§ **What is required**
Gather every line in the records below that contains the string "Target", and copy each one out in full.
━━━━━━━━
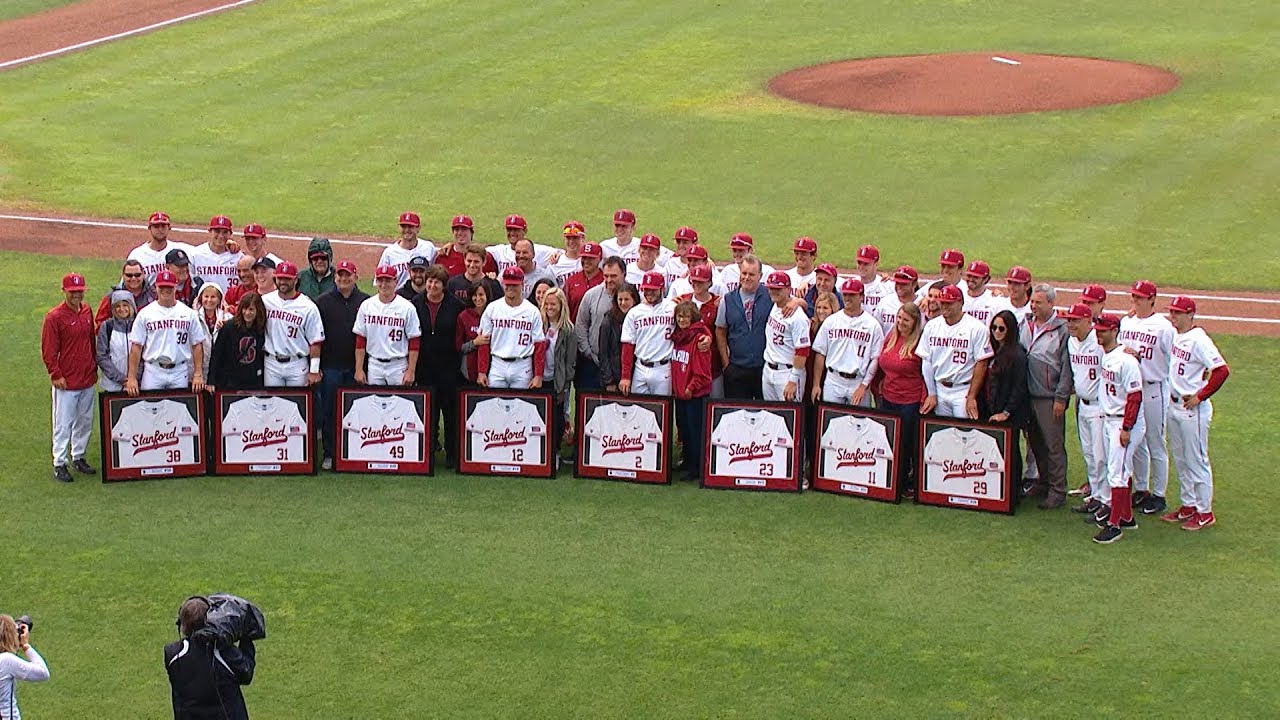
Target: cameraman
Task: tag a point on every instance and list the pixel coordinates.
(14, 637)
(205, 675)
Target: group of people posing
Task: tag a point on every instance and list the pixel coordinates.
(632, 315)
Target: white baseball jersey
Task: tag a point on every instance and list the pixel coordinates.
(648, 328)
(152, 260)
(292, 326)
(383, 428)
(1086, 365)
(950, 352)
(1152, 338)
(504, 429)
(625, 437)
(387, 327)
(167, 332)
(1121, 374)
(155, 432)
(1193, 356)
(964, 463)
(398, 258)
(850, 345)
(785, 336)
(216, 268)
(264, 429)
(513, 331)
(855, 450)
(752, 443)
━━━━━━━━
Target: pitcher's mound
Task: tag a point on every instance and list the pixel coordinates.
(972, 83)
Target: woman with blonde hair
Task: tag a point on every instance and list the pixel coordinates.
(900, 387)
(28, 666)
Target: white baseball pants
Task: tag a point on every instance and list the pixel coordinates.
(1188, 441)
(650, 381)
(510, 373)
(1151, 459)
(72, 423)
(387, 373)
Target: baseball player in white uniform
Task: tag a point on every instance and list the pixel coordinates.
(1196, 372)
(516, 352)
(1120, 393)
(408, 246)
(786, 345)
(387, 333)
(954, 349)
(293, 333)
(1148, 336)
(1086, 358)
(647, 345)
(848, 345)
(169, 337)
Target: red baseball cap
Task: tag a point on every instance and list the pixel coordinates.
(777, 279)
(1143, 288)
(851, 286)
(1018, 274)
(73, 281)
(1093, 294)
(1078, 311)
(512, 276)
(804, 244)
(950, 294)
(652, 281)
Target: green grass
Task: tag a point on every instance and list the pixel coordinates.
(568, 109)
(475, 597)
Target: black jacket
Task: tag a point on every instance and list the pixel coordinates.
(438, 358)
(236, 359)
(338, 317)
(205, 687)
━━━━━━━━
§ **Solution to the exercise**
Target: cameraman
Target: group of people posing
Target: white baseball jersey
Target: pitcher's mound
Target: woman with blonde hair
Target: white baseball pants
Target: baseball player in white uniform
Target: red baseball cap
Target: green grass
Target: black jacket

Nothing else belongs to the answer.